Reproduce, word for word, the part of the listing that opens with the line containing "Target: man's hand" and closes with the line containing "0,24 -> 81,995", including both of those lines and nothing else.

____

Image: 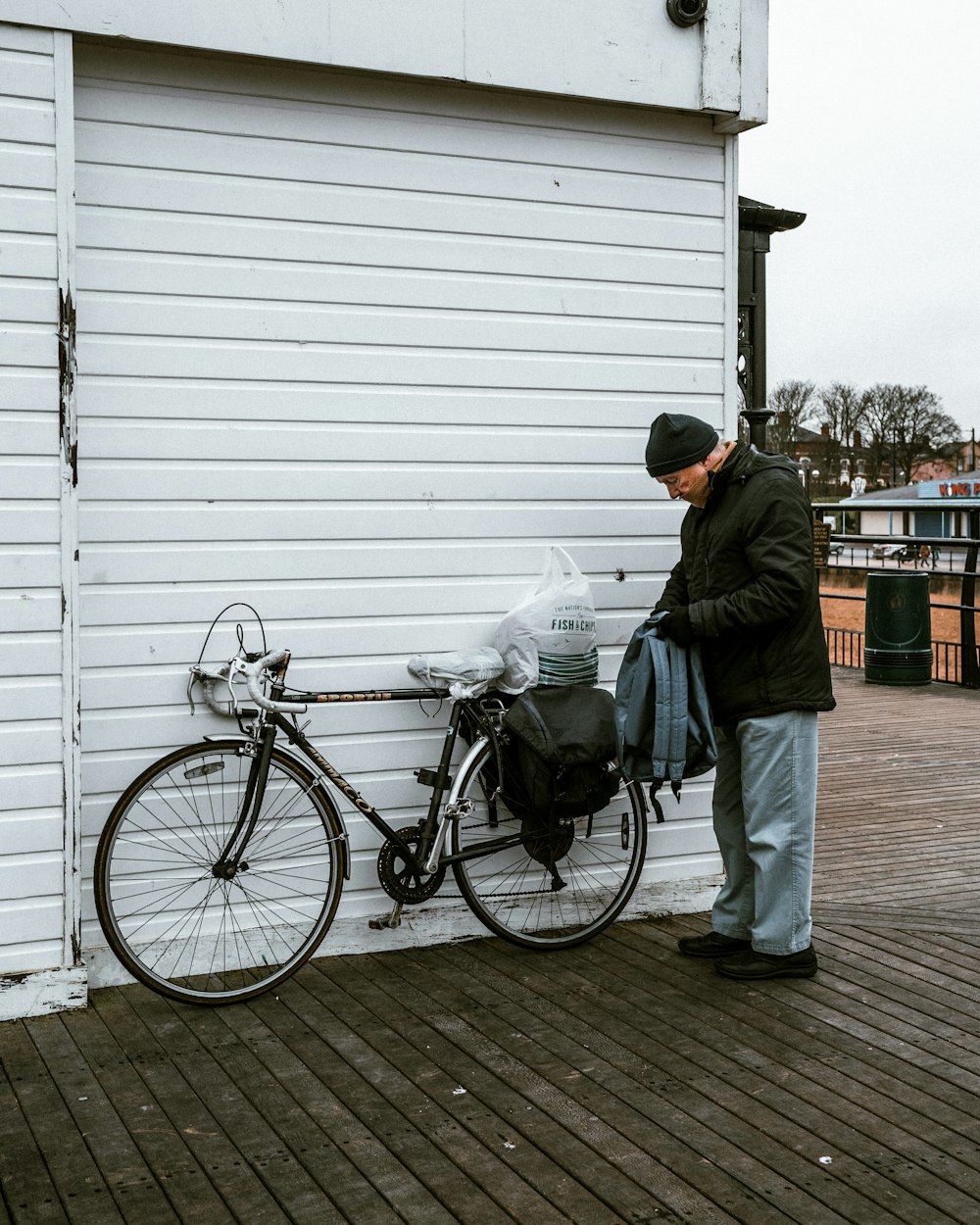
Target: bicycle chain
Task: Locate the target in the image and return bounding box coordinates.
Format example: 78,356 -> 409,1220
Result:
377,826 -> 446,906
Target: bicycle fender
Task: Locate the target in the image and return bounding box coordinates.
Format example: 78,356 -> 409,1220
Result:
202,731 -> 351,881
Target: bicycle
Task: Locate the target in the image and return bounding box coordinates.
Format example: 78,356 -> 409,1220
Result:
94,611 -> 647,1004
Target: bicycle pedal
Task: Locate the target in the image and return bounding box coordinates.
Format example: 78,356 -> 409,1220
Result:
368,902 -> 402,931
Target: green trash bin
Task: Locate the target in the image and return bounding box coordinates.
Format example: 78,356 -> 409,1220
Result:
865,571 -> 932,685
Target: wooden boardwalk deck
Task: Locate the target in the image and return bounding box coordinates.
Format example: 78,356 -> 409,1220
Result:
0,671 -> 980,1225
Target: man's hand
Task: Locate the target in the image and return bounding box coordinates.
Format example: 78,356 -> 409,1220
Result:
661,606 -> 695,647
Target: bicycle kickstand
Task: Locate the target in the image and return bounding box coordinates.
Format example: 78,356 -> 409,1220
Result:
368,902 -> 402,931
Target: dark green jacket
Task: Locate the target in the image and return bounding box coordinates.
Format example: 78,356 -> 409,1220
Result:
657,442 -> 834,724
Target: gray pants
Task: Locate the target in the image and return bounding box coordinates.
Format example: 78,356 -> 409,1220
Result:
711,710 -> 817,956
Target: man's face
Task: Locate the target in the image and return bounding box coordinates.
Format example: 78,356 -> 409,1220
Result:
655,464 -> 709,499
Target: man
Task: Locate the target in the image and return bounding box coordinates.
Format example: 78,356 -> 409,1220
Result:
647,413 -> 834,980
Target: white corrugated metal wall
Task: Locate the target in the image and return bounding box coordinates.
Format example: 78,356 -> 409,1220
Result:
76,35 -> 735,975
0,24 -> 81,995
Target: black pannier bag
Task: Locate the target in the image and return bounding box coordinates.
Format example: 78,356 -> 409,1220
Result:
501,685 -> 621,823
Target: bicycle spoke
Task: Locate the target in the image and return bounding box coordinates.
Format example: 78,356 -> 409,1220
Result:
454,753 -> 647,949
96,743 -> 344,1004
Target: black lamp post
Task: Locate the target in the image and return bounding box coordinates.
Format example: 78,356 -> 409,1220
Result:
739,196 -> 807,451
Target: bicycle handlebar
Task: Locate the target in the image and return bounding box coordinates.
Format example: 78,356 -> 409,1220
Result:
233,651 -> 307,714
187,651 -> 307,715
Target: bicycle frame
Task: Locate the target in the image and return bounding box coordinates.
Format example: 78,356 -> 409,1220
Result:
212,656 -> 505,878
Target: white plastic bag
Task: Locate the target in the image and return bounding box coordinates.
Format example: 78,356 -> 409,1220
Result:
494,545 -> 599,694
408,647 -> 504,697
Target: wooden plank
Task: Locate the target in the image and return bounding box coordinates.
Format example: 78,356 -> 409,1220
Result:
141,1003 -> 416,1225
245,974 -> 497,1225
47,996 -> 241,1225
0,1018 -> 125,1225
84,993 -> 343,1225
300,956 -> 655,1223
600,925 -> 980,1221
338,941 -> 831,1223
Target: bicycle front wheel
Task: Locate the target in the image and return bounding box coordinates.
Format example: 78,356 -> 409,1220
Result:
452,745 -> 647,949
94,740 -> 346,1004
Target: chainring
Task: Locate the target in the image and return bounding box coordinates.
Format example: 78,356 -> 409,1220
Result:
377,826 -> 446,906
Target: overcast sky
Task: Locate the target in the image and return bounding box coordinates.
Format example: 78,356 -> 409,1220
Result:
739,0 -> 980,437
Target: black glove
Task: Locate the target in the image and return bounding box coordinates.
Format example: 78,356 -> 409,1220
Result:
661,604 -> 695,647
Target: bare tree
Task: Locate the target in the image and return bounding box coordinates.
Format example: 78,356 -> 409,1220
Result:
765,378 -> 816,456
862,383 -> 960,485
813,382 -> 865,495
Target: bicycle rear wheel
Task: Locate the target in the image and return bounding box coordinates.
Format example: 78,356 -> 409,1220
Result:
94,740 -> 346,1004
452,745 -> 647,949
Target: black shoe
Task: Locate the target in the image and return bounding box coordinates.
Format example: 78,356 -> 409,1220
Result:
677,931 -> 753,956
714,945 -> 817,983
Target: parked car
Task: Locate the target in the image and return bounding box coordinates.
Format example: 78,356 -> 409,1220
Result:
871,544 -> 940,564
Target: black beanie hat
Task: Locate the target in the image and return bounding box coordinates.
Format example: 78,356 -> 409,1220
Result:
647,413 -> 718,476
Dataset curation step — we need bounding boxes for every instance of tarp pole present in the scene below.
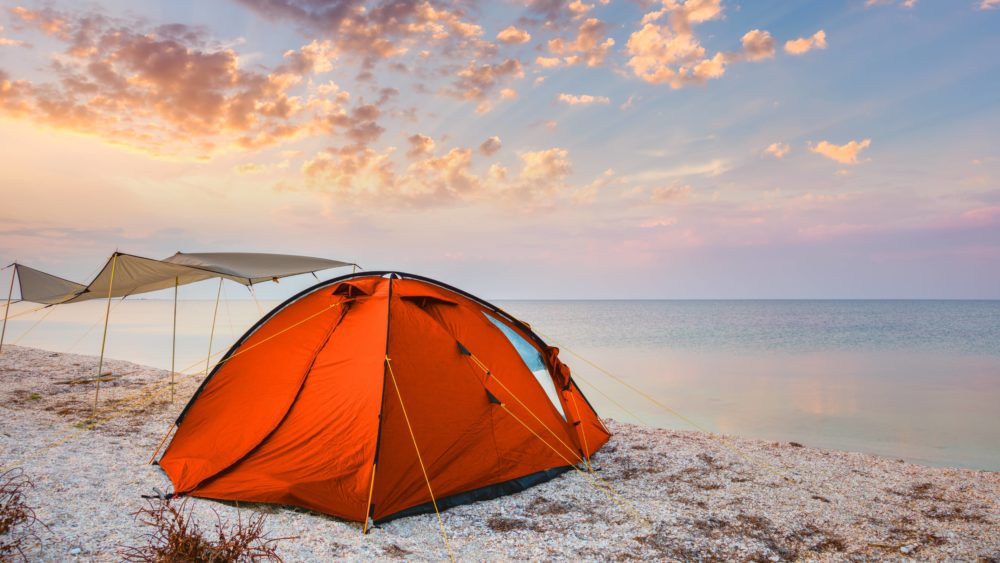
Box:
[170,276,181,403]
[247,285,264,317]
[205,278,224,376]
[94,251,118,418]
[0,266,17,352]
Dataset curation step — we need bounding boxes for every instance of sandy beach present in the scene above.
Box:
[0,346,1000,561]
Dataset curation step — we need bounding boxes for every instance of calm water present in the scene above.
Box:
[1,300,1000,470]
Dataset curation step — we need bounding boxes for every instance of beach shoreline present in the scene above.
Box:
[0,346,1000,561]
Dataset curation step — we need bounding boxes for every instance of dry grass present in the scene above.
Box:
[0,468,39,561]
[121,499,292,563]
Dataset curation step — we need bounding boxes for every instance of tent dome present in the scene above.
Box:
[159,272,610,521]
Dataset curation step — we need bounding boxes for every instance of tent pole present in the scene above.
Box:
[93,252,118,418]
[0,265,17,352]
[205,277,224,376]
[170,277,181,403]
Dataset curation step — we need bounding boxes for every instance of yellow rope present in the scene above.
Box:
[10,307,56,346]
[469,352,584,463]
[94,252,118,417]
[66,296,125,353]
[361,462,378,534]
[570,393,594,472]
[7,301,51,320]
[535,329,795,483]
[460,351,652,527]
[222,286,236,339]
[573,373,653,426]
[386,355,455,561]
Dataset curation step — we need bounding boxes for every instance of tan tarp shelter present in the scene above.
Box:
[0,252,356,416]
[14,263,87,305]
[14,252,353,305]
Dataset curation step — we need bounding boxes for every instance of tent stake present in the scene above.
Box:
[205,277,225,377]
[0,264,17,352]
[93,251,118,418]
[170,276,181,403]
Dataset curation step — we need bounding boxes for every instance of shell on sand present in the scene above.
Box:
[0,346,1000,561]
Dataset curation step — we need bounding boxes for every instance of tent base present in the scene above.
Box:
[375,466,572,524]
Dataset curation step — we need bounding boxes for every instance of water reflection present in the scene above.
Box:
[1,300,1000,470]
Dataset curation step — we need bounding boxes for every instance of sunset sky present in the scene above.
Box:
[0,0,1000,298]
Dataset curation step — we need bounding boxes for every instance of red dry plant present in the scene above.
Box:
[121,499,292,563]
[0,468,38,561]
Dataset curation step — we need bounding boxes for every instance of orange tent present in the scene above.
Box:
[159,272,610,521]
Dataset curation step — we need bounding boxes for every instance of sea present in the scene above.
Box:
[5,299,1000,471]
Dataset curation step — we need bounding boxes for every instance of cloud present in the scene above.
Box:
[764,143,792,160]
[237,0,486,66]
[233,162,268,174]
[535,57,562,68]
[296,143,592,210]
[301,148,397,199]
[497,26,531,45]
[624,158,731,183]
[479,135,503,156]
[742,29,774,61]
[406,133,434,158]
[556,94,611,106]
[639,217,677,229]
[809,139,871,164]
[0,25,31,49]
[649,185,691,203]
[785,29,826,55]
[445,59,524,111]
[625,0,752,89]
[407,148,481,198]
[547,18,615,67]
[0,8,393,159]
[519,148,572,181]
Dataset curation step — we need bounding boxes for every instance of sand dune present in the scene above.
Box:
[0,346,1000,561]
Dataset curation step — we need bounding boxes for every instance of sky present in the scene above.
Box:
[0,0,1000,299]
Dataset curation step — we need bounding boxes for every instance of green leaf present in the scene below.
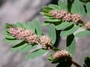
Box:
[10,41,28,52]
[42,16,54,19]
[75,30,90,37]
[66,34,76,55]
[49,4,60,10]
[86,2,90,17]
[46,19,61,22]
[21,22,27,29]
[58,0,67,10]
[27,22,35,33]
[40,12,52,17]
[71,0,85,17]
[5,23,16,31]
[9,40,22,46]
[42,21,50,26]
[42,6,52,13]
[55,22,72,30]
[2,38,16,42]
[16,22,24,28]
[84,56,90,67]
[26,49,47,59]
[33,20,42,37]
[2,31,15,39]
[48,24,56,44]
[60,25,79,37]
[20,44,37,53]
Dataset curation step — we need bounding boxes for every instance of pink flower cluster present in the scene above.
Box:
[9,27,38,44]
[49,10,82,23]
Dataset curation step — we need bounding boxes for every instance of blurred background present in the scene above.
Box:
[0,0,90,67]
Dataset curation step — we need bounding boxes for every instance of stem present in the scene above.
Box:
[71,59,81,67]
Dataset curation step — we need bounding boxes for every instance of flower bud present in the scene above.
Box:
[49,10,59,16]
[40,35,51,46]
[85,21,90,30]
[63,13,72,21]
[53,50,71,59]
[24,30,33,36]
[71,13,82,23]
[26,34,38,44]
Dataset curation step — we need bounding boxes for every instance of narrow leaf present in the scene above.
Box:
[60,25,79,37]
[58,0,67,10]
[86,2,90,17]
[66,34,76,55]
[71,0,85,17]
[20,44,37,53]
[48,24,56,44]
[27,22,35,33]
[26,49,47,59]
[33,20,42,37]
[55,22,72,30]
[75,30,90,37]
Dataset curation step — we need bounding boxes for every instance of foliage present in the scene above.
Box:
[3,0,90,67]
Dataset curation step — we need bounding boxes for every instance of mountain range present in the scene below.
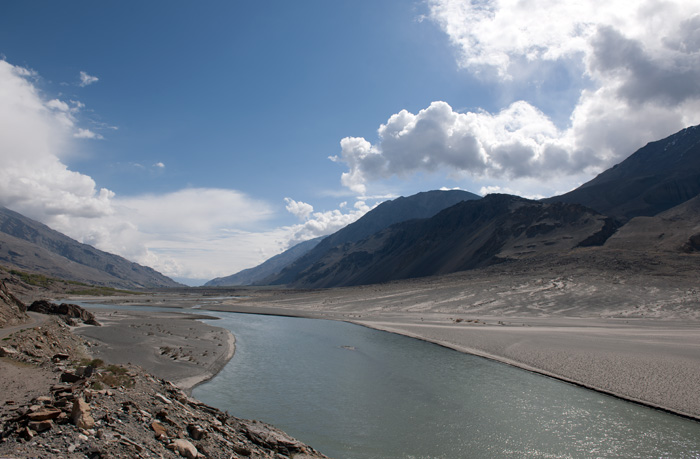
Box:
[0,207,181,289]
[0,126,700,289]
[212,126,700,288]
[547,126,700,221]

____

→ **Exercise answer**:
Target: man's hand
Task: Locate the target in the image and return bounding box coordinates.
Format example: 78,356 -> 409,1220
Result:
661,606 -> 695,647
Target: bicycle kickstand
Task: Locate the target in the image and return bounding box coordinates.
Format example: 78,356 -> 409,1220
Result:
368,902 -> 402,931
Target: dark green jacket
Task: Locate the target in the image and return bounding box coordinates.
Format example: 78,356 -> 409,1220
Result:
657,442 -> 834,724
Target: gray pants
Task: Locate the target in the image and return bounding box coordinates.
Format example: 78,356 -> 409,1220
Result:
711,710 -> 817,956
Target: man's face
Task: Locate the target in the image and return bounding box coordinates.
Format example: 78,356 -> 409,1220
Result:
655,464 -> 709,499
Target: man
Task: Locate the target in the image and return bounding box coordinates.
Format example: 78,356 -> 409,1220
Result:
647,413 -> 834,980
Target: white corrugated metal wall
Task: Locate the target in the image and return bounding box coordinates.
Format example: 78,356 -> 409,1220
Result:
76,35 -> 735,975
0,24 -> 81,995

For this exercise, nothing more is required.